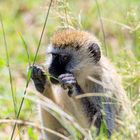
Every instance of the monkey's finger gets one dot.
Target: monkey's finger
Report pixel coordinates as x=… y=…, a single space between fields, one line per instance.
x=65 y=75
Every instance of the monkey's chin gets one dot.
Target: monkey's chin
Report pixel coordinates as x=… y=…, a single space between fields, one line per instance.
x=54 y=81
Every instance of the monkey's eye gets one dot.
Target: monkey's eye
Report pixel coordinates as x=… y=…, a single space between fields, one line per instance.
x=54 y=55
x=65 y=58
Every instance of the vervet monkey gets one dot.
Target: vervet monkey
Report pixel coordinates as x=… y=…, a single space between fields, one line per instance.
x=75 y=59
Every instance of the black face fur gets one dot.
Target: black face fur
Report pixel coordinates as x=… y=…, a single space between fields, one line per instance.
x=58 y=66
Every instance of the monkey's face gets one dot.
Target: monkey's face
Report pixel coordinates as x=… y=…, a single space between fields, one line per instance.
x=58 y=65
x=69 y=60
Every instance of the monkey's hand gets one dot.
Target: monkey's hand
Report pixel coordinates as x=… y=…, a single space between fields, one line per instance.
x=39 y=78
x=68 y=81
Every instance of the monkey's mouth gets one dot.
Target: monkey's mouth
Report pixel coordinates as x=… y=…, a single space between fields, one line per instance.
x=54 y=80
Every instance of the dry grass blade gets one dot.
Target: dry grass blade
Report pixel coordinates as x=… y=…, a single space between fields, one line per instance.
x=55 y=110
x=34 y=125
x=28 y=80
x=8 y=66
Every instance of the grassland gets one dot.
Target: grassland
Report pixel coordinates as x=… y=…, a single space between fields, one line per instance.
x=24 y=19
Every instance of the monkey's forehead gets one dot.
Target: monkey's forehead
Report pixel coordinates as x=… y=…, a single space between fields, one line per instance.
x=72 y=38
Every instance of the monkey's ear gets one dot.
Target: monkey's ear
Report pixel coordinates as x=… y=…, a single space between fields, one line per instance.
x=95 y=52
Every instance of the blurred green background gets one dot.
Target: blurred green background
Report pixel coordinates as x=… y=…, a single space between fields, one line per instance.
x=121 y=22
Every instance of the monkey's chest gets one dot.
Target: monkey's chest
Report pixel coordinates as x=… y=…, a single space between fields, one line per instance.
x=70 y=105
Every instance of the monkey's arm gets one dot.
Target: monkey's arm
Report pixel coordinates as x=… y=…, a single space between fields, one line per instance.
x=43 y=86
x=39 y=78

────────────────────

--- The problem ---
Revise the listing, starting at the line that contains "Every instance of the monkey's forehead" and stopping at the end of the listing, so that "one dot" becomes "one point" everywhere; leave everything else unchanged.

--- Result ---
Every instance of the monkey's forehead gets one point.
Target: monkey's forehead
Report pixel coordinates as x=… y=…, a single space between fields, one line per instance.
x=72 y=38
Every instance of the monkey's ear gets one point.
Target: monkey's ear
Report pixel coordinates as x=… y=…, a single space between fields, one line per instance.
x=95 y=52
Every instance of the blurred green background gets one point.
Target: blurred green background
Report pixel coordinates as x=… y=…, a single space between fields, one line per instance.
x=121 y=22
Every instance of the monkey's chest gets one point.
Target: monkey's chest
Report pixel coordinates as x=… y=…, a single space between fields, one line per instance.
x=70 y=105
Every instance of the monkey's arm gets one point.
Target: monkey's arm
Report pixel coordinates as x=… y=…, a single space between fields, one line per instance.
x=43 y=86
x=39 y=78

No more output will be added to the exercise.